** START Extracted entries **
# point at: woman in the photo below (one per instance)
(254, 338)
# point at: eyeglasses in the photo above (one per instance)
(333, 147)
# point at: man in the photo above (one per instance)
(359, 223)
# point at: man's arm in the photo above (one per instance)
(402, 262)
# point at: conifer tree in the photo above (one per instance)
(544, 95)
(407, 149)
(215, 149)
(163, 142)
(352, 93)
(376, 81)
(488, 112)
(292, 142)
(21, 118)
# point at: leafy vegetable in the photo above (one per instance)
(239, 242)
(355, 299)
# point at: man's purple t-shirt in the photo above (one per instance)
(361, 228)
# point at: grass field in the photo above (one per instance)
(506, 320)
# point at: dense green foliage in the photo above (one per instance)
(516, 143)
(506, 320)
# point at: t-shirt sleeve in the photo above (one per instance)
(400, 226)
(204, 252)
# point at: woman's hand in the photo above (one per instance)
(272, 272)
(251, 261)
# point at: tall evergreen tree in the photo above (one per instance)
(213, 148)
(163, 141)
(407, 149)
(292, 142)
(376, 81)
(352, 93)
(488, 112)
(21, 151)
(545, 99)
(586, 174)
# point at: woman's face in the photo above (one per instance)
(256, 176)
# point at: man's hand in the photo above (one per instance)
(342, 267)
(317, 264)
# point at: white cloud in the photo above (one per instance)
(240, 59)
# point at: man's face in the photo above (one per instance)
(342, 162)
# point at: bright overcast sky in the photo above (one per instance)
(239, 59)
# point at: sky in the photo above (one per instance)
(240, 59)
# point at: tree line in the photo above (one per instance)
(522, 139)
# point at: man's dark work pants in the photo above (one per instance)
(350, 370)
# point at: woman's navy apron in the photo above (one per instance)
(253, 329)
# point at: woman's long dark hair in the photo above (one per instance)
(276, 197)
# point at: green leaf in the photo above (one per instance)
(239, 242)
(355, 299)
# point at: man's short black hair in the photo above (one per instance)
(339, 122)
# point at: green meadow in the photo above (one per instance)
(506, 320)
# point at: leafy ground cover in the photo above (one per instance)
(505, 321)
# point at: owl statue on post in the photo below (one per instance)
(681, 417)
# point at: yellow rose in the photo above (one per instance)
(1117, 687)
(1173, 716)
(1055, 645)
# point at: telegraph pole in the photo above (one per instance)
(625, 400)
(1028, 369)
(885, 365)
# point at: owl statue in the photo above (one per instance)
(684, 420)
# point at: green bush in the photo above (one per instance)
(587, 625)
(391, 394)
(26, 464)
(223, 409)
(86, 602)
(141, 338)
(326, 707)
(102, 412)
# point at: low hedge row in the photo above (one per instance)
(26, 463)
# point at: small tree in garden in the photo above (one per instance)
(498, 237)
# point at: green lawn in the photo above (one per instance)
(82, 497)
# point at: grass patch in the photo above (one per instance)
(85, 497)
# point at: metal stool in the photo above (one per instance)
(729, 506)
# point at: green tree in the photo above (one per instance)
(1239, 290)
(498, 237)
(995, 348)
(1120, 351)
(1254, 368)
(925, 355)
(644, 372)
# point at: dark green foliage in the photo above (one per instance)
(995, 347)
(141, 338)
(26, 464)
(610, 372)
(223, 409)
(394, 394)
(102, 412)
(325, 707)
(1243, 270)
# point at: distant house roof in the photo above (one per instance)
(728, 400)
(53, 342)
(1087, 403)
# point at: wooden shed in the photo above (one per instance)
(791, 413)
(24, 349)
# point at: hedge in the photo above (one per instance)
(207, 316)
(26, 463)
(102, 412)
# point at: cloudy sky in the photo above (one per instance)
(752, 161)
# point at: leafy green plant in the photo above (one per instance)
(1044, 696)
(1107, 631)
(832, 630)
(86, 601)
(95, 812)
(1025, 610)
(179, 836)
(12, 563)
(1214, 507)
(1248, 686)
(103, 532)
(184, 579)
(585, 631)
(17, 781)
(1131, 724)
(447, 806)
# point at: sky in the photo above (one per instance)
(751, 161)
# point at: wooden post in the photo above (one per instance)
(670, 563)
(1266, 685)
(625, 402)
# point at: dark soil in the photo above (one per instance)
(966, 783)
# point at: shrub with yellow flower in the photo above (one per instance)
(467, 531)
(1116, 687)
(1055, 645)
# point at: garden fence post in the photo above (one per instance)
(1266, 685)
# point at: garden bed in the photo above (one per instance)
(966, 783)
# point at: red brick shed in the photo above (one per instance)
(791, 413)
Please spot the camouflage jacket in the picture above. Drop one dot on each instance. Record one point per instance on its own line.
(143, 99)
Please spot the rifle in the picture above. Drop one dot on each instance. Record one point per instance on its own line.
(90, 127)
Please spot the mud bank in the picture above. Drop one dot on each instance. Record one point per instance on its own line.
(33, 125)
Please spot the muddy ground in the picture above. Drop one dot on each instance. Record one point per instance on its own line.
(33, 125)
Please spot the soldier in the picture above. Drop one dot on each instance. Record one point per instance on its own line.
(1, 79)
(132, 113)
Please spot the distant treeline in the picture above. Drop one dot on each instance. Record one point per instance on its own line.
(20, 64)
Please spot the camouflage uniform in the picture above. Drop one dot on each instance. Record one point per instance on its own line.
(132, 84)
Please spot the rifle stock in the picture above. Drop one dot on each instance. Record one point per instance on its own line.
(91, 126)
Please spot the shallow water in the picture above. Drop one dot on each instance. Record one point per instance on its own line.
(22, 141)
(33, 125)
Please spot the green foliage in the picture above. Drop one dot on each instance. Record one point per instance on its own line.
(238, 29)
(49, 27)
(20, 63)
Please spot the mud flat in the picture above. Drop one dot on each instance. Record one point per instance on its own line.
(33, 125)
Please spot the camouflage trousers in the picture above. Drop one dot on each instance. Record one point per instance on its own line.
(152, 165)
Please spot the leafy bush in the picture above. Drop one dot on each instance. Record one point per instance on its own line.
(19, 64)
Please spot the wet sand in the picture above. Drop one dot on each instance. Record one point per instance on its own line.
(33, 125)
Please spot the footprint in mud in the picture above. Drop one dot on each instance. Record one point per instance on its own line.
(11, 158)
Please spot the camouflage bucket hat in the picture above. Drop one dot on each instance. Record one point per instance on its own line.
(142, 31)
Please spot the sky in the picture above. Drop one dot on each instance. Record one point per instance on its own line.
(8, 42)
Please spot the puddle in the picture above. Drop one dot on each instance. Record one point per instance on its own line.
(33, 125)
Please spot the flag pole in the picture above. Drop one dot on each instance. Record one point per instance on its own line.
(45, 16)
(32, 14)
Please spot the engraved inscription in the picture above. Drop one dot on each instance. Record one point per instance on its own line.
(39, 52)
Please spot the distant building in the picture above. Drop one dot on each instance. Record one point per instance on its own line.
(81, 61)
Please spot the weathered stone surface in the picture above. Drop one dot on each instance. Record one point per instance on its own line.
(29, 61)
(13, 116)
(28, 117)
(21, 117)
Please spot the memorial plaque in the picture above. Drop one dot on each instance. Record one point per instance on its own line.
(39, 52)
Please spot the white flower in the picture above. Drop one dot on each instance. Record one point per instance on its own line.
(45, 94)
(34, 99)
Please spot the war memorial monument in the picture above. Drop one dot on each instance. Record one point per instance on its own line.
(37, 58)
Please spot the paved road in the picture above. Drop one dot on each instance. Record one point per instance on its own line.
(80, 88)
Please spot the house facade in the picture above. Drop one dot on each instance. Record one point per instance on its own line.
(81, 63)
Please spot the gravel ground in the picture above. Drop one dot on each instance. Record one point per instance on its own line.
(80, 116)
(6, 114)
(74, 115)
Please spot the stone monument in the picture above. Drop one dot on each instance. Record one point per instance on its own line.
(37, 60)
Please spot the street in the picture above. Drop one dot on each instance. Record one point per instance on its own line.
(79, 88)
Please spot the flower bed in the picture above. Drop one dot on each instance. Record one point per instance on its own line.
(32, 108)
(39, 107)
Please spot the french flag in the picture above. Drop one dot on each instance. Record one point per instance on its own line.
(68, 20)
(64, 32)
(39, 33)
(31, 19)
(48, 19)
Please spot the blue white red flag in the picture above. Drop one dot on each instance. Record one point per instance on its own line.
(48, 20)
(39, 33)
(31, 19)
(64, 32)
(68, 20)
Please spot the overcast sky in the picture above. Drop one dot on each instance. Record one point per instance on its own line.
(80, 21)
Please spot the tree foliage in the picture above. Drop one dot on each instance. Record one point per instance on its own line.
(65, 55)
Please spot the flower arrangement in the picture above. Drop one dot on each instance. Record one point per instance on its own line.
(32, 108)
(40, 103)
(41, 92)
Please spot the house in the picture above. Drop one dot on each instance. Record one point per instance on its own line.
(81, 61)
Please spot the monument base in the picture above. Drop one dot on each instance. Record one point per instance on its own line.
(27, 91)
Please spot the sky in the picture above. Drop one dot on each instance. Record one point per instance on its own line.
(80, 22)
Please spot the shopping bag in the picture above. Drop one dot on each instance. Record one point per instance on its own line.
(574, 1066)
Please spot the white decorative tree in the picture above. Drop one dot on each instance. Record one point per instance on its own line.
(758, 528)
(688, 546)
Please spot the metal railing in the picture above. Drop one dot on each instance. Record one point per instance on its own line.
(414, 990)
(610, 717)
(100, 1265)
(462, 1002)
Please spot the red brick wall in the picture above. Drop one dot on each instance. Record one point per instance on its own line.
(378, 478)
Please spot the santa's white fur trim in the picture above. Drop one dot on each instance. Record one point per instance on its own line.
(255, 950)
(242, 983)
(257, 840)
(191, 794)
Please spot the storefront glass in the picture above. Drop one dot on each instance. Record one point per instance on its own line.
** END Extracted entries **
**Your objective**
In the listing above, find the line containing "Please spot the french" and please quote exactly that line through the last one, and no other lines.

**Correct output**
Please spot the french flag in the picture above. Drop one dot on each instance. Record one point per instance on its own line.
(68, 20)
(64, 32)
(39, 33)
(31, 19)
(48, 19)
Please spot the blue white red flag in the picture above. Drop one dot on each instance. Record one point per instance on its own line.
(48, 20)
(39, 33)
(31, 19)
(64, 32)
(68, 20)
Please spot the overcast sky in the picture above. Drop one dot on each instance. Record one point per instance on its own line.
(80, 21)
Please spot the tree foliage in the picture above. Drop one dot on each instance. Record one point per instance on its own line.
(65, 55)
Please spot the flower arrangement in the picture above. Drop one dot on each instance. Record one point per instance on its own line.
(32, 108)
(40, 103)
(41, 92)
Please spot the house in the picture above. Drop one dot on each instance. Record one point per instance on its own line.
(81, 61)
Please spot the monument base in the picture above. Drop one dot on each instance. Record one point per instance on its own line.
(27, 91)
Please spot the sky in the picture above. Drop one dot on each instance. Record one point per instance on its own line.
(80, 22)
Please spot the shopping bag in the picture above. Drop one dot on each instance. Record one point per instance on its own line.
(574, 1066)
Please spot the white decorative tree in the picture above. Drop one dot on each instance. Record one point per instance on its own line.
(758, 528)
(688, 546)
Please spot the metal railing in the picture above. Drop one dot on each instance. Record one point per instance on its own line.
(414, 990)
(610, 717)
(100, 1265)
(462, 1002)
Please spot the red brick wall in the picture above. Drop one dot on each instance. Record one point per instance on its own line.
(378, 478)
Please spot the santa's white fur trim in the picture above. Drop one dot on each instance. Record one point per instance on its own line.
(255, 950)
(242, 983)
(257, 840)
(191, 794)
Please spot the storefront glass in the picture above. Drop one dot on each instance. Record one point per instance on its own line.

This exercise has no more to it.